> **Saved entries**
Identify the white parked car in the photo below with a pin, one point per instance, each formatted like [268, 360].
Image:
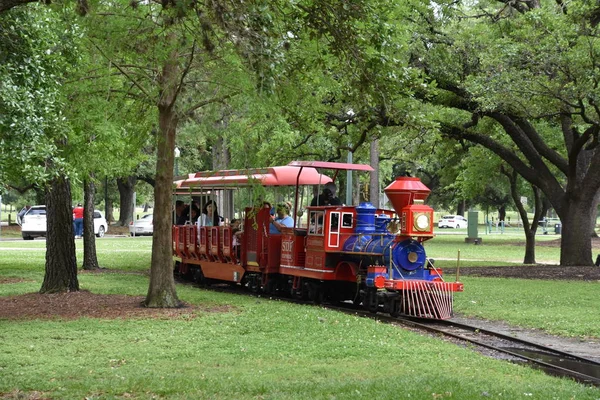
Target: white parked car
[142, 226]
[33, 223]
[452, 221]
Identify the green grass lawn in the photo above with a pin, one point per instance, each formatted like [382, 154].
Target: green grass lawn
[496, 250]
[262, 349]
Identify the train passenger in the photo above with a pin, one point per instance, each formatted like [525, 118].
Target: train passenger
[195, 214]
[236, 231]
[281, 220]
[327, 197]
[180, 213]
[210, 215]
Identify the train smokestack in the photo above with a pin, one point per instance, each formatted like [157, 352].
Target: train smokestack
[404, 191]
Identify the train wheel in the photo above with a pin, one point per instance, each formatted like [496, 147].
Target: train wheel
[198, 276]
[315, 292]
[254, 284]
[370, 302]
[395, 307]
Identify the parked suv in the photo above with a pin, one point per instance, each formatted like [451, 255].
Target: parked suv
[33, 223]
[452, 221]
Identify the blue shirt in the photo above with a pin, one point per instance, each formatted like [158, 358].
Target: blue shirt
[286, 221]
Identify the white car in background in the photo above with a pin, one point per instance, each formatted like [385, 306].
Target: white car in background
[33, 223]
[452, 221]
[142, 226]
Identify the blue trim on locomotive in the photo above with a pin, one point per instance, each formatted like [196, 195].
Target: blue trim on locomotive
[407, 257]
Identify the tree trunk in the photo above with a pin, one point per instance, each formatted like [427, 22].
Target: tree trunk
[502, 213]
[595, 213]
[374, 183]
[161, 292]
[461, 208]
[110, 216]
[576, 246]
[126, 190]
[90, 260]
[61, 261]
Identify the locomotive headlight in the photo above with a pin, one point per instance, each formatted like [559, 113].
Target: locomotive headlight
[421, 221]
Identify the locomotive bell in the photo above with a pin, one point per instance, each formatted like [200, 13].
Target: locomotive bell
[407, 195]
[404, 191]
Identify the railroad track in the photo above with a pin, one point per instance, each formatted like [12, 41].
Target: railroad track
[550, 360]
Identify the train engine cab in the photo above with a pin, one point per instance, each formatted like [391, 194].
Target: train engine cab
[371, 256]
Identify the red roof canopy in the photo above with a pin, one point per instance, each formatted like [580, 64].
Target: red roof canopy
[271, 176]
[331, 165]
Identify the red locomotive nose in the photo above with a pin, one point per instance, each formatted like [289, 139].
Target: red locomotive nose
[405, 190]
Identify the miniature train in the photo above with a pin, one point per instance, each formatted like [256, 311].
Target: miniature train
[341, 253]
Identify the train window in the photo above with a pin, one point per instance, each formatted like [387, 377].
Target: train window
[316, 223]
[347, 220]
[334, 222]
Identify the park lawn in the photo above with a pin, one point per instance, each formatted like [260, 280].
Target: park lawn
[564, 308]
[495, 250]
[256, 348]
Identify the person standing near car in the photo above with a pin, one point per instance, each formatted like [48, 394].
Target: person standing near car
[78, 221]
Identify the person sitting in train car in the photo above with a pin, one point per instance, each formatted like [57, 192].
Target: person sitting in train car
[282, 219]
[181, 214]
[327, 198]
[195, 214]
[210, 215]
[236, 232]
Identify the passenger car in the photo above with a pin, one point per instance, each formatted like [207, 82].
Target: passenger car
[33, 223]
[142, 226]
[452, 221]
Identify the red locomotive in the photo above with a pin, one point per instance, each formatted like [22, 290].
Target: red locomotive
[331, 253]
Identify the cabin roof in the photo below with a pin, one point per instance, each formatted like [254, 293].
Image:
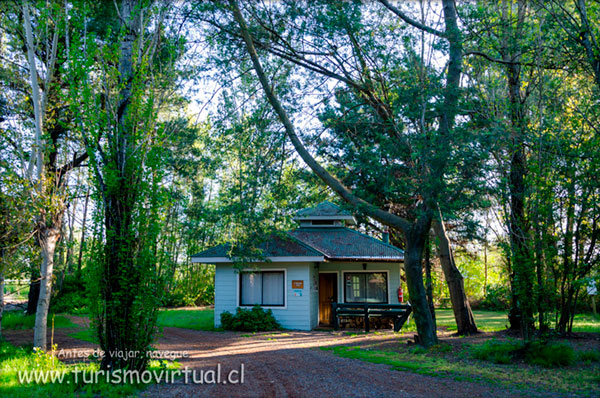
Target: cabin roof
[340, 243]
[308, 244]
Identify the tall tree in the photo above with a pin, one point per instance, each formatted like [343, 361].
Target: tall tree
[420, 160]
[119, 116]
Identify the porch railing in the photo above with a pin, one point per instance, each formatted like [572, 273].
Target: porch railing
[399, 313]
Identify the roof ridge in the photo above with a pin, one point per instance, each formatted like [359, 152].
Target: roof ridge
[301, 243]
[376, 240]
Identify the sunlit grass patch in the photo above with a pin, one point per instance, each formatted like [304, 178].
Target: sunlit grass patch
[14, 360]
[200, 319]
[580, 379]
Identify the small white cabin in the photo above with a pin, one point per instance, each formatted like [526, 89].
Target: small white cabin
[320, 262]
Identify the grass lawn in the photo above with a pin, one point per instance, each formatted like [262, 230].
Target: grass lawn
[196, 319]
[18, 320]
[489, 321]
[580, 379]
[493, 321]
[14, 361]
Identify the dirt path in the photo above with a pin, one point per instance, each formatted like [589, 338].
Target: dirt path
[290, 365]
[282, 365]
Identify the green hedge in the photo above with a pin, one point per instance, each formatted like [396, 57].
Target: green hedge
[245, 320]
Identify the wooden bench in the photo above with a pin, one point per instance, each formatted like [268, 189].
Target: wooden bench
[399, 312]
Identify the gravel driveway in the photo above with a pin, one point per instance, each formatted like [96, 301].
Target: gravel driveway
[284, 365]
[291, 365]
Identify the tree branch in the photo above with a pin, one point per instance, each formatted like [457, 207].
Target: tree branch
[411, 21]
[335, 184]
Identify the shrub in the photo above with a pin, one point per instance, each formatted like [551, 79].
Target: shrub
[501, 352]
[497, 298]
[589, 356]
[254, 320]
[72, 297]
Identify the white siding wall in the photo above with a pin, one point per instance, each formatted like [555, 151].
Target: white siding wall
[393, 276]
[314, 297]
[300, 312]
[297, 312]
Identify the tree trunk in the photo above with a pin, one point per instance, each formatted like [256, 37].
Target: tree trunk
[1, 297]
[465, 322]
[34, 291]
[48, 238]
[413, 267]
[87, 198]
[428, 280]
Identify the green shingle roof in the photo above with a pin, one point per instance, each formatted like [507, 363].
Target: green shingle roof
[325, 208]
[275, 246]
[339, 243]
[328, 243]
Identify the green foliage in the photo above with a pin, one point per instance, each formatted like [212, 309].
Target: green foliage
[497, 298]
[193, 285]
[72, 297]
[249, 320]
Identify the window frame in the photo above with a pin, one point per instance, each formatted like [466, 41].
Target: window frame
[387, 283]
[261, 270]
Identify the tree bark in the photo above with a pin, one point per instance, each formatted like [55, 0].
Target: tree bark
[429, 280]
[87, 198]
[48, 238]
[1, 296]
[34, 291]
[413, 267]
[465, 322]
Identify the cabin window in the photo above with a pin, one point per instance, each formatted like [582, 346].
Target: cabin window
[322, 222]
[264, 288]
[365, 287]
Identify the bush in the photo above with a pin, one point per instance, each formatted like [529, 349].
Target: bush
[502, 352]
[245, 320]
[72, 297]
[542, 353]
[589, 356]
[497, 298]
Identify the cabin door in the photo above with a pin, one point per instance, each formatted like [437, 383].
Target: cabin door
[327, 295]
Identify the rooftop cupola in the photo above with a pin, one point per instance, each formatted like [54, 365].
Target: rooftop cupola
[325, 214]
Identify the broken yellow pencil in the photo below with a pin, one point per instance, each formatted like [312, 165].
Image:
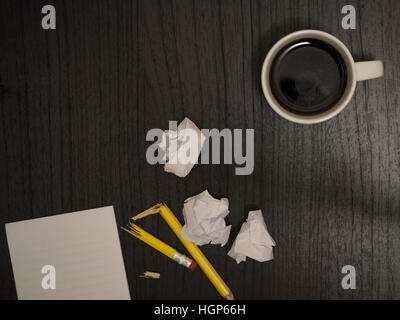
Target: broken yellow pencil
[194, 250]
[157, 244]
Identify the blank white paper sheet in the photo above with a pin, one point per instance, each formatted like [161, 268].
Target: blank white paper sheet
[82, 246]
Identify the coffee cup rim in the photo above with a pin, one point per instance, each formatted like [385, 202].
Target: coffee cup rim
[318, 117]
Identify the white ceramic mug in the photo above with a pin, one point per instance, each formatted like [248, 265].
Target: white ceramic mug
[356, 71]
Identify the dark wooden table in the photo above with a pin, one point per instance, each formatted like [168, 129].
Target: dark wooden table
[76, 104]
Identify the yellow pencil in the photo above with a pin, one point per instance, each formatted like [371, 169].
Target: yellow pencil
[162, 247]
[194, 250]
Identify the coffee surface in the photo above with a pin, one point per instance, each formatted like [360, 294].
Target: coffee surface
[308, 76]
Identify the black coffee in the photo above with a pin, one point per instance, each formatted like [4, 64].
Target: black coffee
[308, 76]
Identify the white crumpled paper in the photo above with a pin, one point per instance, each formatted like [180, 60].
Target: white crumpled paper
[253, 240]
[204, 220]
[182, 148]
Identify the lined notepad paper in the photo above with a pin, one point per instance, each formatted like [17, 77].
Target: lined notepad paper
[83, 247]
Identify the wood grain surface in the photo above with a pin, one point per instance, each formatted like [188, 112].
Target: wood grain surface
[76, 104]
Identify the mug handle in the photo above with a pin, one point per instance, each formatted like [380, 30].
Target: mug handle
[367, 70]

> **EXERCISE DESCRIPTION**
Your answer must be the lines above from the one containing "Target: green hedge" to the one containing "like [256, 37].", both included, restated word for word.

> **YOUR RESPONSE**
Target: green hedge
[245, 320]
Identify the wooden bench in the photo above with a pin, one point per instance, each formatted like [268, 189].
Target: wooden bench
[399, 312]
Identify the gravel driveway in the photo above with a pin, one point per instance, each formatted like [96, 301].
Target: gravel driveway
[284, 365]
[291, 365]
Identify the tree branch in the photo above with a pin, one point per instance, each formatted like [457, 207].
Target: tree branch
[411, 21]
[335, 184]
Identify the shrub in the photo above with a pin, one point per instance, each formatted like [551, 79].
Target: shrub
[501, 352]
[497, 298]
[589, 356]
[254, 320]
[72, 297]
Identify the white siding wall in the photo above with a pin, one point per instance, each formatted like [555, 151].
Target: white siding wall
[393, 276]
[314, 297]
[300, 312]
[297, 312]
Identify the tree trunk in the photo above with a pin, one point per instance, each formatted like [256, 37].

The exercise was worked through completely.